#### Exercise material
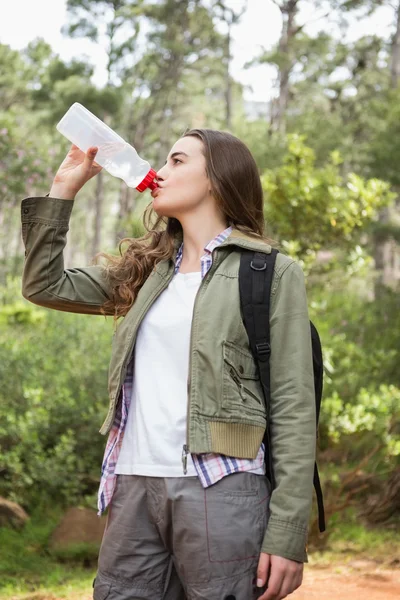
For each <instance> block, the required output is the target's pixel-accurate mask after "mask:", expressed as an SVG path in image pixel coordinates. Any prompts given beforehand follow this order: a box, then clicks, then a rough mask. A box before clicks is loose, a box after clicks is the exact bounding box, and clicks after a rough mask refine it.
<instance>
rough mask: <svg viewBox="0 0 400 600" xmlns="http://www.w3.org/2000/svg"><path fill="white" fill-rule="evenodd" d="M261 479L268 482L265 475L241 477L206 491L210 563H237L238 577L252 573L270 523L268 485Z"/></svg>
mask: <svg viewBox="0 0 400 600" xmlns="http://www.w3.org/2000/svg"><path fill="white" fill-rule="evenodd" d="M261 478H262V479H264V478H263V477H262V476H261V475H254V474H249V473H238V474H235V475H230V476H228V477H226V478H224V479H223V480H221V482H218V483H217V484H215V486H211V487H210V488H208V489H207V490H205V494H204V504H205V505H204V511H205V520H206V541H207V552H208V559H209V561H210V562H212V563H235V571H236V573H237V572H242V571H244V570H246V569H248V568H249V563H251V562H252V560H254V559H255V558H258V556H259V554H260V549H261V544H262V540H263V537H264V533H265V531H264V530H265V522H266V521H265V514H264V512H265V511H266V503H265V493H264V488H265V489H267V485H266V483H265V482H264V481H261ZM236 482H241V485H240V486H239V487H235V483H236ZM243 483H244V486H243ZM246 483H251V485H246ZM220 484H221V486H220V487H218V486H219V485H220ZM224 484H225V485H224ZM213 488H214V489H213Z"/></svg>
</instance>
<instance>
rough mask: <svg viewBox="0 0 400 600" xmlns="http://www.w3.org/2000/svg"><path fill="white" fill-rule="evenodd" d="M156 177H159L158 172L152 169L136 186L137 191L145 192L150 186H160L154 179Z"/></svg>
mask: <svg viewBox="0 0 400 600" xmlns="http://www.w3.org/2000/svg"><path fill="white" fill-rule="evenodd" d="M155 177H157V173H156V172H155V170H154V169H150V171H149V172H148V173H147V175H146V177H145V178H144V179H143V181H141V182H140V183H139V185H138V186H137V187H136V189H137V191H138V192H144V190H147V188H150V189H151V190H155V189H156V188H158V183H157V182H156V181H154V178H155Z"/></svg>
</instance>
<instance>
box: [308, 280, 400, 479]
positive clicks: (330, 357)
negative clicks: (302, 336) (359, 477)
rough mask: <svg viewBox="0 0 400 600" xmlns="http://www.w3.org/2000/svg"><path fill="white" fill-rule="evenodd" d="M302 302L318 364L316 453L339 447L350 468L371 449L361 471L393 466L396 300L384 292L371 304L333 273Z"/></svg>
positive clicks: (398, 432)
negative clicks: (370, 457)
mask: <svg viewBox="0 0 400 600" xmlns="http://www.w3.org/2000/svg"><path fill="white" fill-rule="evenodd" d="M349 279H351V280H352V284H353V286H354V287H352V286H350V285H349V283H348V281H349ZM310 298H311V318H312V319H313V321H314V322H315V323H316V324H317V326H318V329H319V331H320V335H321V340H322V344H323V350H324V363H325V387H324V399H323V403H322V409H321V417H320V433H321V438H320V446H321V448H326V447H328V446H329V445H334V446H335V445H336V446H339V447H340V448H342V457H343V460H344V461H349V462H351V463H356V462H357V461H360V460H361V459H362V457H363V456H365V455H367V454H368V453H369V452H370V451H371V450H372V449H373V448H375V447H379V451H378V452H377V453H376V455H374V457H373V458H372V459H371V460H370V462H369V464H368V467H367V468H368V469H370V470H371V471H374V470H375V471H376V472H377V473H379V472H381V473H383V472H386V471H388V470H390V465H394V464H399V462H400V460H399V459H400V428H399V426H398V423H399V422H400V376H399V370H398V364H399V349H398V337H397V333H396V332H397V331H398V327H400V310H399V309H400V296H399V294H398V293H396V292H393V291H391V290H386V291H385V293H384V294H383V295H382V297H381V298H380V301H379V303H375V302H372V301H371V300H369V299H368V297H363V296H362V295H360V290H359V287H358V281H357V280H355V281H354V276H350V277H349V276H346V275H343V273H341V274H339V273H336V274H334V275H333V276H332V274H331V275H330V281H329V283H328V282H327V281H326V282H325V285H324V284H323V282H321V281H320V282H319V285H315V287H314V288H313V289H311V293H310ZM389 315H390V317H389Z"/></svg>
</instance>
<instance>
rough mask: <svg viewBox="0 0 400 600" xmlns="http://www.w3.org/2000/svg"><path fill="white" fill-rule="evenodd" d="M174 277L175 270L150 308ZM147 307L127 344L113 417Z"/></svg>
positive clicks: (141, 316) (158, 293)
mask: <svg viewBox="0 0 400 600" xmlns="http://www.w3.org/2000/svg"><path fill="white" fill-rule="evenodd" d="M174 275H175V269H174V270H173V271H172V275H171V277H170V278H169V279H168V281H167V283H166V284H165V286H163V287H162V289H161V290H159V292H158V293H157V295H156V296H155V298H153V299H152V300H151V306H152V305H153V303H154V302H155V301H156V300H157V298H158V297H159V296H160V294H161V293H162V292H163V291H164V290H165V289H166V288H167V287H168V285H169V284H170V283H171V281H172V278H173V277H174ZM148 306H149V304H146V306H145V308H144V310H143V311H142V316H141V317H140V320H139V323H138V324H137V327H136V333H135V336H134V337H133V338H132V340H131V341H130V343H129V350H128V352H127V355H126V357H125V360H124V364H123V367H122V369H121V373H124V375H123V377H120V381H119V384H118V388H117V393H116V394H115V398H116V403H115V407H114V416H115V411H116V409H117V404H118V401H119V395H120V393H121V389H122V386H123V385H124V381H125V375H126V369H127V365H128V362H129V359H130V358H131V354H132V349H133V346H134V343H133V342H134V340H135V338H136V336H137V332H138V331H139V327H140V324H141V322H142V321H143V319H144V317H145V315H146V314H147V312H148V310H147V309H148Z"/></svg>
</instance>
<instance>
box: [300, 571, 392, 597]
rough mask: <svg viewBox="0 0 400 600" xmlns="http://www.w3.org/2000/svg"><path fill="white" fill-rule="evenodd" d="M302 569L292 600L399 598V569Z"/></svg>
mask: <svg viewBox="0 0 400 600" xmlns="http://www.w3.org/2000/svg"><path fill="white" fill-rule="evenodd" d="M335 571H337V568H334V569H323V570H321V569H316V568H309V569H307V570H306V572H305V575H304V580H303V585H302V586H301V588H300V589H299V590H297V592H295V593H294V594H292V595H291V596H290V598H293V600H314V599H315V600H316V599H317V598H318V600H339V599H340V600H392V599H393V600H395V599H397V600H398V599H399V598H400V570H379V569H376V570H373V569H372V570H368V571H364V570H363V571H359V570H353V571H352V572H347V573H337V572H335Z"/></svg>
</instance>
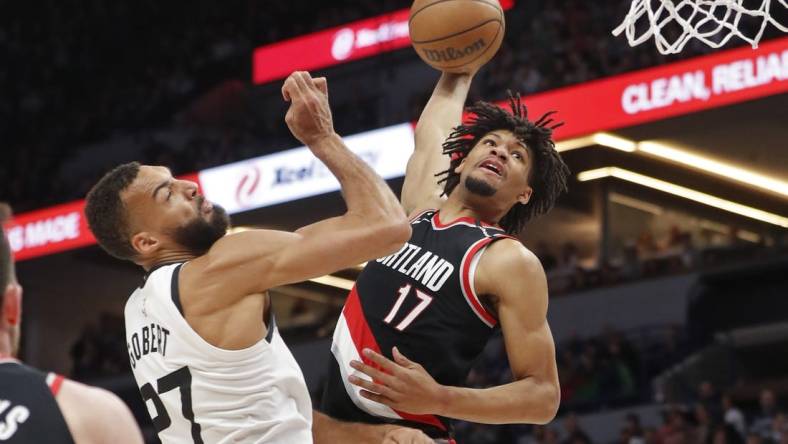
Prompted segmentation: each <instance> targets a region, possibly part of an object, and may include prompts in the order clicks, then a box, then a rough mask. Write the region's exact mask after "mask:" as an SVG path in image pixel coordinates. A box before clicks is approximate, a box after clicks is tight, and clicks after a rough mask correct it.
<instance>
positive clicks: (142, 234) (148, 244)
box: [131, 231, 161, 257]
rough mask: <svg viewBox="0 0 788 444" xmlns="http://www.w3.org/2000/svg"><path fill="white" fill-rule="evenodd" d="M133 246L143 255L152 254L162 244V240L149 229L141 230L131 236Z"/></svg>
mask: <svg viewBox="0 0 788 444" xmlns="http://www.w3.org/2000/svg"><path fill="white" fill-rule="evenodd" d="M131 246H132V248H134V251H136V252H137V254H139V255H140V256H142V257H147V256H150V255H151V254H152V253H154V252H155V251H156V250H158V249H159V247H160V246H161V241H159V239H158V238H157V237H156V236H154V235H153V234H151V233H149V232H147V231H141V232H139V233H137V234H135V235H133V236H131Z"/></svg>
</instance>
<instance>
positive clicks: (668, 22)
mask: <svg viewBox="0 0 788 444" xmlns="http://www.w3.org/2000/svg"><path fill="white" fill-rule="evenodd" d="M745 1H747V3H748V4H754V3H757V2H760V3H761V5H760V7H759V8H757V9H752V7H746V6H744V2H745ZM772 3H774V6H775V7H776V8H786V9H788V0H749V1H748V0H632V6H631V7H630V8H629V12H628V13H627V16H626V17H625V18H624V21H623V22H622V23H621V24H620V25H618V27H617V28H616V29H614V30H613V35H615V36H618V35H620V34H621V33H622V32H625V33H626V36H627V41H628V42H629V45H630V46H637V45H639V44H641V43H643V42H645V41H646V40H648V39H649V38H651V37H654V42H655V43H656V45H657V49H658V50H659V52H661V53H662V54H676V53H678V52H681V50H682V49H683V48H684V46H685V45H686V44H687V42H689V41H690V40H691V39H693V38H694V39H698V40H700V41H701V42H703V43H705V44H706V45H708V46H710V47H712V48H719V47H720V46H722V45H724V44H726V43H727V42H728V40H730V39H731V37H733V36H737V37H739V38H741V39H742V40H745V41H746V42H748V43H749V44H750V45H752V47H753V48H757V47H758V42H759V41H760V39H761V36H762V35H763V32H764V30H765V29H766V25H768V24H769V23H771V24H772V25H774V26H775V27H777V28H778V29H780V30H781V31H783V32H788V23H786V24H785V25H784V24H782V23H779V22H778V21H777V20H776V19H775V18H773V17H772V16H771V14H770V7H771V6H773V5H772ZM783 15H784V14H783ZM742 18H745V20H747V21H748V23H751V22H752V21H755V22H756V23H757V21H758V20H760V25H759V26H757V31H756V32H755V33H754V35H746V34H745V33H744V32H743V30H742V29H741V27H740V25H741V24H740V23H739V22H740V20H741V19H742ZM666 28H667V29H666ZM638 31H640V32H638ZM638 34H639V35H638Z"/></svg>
...
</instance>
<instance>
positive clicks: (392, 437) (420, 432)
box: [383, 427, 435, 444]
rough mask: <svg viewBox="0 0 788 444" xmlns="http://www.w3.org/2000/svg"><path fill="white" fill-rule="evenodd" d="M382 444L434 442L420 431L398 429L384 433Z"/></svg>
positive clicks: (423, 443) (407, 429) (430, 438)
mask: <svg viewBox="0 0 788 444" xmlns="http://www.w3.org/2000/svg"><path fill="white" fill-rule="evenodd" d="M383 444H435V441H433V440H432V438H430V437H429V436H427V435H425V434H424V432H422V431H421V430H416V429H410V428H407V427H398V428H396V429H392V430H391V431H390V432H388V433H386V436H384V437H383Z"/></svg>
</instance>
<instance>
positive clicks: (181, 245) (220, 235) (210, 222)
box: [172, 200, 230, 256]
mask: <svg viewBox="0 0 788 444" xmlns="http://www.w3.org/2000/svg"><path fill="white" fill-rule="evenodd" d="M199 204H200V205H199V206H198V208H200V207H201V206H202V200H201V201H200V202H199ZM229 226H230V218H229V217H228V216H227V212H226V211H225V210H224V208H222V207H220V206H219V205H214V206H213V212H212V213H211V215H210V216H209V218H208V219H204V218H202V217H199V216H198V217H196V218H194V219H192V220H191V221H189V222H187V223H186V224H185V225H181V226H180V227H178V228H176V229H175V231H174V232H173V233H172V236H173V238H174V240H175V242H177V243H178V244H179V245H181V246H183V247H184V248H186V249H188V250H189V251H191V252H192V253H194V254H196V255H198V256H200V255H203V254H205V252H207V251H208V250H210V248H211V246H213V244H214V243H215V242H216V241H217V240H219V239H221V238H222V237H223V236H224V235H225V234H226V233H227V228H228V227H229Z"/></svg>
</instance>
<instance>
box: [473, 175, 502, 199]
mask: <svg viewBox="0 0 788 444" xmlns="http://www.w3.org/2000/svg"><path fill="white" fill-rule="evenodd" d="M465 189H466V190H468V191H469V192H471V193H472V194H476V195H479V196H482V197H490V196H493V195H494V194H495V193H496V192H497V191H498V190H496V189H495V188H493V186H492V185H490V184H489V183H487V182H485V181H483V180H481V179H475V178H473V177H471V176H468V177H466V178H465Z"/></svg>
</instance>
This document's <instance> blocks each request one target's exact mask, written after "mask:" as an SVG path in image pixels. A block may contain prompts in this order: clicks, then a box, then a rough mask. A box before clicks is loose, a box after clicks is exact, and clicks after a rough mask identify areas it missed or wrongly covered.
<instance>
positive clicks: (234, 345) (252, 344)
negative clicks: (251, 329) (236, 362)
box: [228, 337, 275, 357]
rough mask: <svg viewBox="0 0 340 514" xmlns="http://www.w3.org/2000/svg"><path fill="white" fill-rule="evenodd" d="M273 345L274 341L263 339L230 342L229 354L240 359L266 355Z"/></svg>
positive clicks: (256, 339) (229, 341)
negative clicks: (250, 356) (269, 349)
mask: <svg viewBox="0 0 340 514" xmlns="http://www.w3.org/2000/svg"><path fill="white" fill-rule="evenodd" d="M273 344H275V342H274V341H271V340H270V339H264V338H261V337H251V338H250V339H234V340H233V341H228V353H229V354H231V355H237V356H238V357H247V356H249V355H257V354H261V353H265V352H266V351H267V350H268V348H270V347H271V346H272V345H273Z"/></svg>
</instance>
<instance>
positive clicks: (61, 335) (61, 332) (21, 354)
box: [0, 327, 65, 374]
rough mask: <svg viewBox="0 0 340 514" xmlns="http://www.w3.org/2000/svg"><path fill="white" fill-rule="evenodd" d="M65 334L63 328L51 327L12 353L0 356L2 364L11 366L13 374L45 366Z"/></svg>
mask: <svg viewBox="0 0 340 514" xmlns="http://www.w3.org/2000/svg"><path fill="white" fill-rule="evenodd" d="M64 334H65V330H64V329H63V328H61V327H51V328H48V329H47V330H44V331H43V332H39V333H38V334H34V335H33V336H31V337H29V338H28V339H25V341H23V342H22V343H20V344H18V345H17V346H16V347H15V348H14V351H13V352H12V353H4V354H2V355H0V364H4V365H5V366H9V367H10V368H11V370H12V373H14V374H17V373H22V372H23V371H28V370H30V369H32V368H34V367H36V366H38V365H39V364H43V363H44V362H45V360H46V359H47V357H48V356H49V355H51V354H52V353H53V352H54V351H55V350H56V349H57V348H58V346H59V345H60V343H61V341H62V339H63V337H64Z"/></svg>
* * *
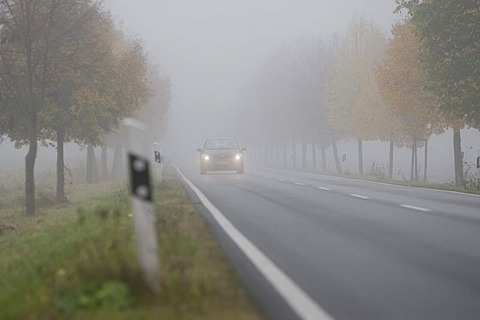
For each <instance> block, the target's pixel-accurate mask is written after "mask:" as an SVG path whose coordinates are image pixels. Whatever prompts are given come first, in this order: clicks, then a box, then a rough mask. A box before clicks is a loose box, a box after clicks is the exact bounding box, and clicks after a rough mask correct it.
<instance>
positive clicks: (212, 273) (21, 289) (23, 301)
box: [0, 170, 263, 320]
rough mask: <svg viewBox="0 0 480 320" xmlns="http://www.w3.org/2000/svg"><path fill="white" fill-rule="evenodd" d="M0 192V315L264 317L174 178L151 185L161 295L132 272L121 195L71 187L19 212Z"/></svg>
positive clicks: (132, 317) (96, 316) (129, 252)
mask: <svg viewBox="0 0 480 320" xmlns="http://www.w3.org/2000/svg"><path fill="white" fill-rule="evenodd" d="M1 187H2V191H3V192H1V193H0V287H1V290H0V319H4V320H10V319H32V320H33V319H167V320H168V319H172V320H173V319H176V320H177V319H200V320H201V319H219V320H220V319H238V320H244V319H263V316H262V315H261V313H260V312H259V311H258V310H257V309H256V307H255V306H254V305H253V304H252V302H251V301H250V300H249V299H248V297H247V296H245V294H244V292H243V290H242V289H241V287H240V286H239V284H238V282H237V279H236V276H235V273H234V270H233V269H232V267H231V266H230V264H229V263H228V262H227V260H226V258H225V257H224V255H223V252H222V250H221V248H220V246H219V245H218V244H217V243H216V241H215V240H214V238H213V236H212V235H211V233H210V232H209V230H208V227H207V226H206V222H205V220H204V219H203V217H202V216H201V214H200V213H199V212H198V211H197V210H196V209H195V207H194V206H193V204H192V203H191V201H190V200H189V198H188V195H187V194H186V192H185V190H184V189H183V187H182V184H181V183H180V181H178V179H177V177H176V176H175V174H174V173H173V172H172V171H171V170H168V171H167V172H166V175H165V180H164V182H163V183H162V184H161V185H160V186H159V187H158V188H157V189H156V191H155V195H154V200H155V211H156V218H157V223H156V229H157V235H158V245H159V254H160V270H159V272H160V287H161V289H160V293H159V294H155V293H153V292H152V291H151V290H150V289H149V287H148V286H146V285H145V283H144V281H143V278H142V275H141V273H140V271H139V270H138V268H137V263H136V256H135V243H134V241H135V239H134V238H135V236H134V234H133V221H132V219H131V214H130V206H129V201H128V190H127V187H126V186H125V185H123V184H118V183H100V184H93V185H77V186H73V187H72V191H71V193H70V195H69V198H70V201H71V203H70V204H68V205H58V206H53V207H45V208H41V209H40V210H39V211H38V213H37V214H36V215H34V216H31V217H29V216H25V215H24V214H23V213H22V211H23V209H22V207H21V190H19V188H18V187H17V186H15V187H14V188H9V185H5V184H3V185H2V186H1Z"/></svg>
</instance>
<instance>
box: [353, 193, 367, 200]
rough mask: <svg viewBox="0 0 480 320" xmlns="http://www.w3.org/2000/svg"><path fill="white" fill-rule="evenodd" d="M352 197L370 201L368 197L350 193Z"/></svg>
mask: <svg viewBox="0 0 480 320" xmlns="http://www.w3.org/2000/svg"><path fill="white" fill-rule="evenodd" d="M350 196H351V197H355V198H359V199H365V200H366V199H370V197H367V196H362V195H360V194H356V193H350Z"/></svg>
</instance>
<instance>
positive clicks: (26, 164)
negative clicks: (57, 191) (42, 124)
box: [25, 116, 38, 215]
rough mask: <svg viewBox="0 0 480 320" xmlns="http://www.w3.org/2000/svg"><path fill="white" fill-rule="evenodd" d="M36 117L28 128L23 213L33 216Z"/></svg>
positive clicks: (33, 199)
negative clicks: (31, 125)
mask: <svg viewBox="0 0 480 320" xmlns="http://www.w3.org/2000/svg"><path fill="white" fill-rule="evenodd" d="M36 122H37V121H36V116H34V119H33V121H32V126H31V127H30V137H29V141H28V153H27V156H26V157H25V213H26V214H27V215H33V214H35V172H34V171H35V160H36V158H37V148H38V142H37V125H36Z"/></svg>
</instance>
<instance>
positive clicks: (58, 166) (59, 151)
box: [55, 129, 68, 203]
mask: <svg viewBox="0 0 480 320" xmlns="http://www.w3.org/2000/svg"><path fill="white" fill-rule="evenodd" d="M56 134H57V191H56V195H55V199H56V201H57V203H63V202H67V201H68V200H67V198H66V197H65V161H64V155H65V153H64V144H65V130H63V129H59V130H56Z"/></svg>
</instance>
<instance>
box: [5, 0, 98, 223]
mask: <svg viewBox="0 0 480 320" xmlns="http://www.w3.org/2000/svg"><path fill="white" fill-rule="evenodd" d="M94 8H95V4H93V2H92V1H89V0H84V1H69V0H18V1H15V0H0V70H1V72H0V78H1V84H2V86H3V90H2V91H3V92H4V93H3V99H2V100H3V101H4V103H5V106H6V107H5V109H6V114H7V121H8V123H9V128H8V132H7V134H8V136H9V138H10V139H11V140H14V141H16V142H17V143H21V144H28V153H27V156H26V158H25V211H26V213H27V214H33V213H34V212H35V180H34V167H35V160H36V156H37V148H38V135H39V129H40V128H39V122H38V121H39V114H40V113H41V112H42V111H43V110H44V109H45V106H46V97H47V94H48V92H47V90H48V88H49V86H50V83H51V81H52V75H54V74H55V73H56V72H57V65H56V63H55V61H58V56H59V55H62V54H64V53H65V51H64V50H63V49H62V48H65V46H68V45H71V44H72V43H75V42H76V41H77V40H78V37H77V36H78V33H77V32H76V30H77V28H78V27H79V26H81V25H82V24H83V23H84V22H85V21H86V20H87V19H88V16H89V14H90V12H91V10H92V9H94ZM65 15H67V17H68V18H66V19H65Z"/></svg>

#### Exercise aim
Above are the records; copy exactly the lines from the line with "For each <instance> block, the target's" through the line with "192V315L264 317L174 178L151", both included.

#### Exercise output
For each <instance> block, the target's pixel-accurate mask is written after "mask:" as an SVG path whose coordinates are image pixels. Whatever prompts are given come first, in this order: clicks, then a box, then a rough mask. A box before clicks is a loose box, a box after clicks is the exact bounding box, and clicks after a rough mask correct it.
<instance>
positive clicks: (212, 273) (21, 289) (23, 301)
box: [0, 170, 263, 320]
rough mask: <svg viewBox="0 0 480 320" xmlns="http://www.w3.org/2000/svg"><path fill="white" fill-rule="evenodd" d="M0 192V315L264 317L174 178L151 185L161 295L132 272L121 195L71 187L19 212Z"/></svg>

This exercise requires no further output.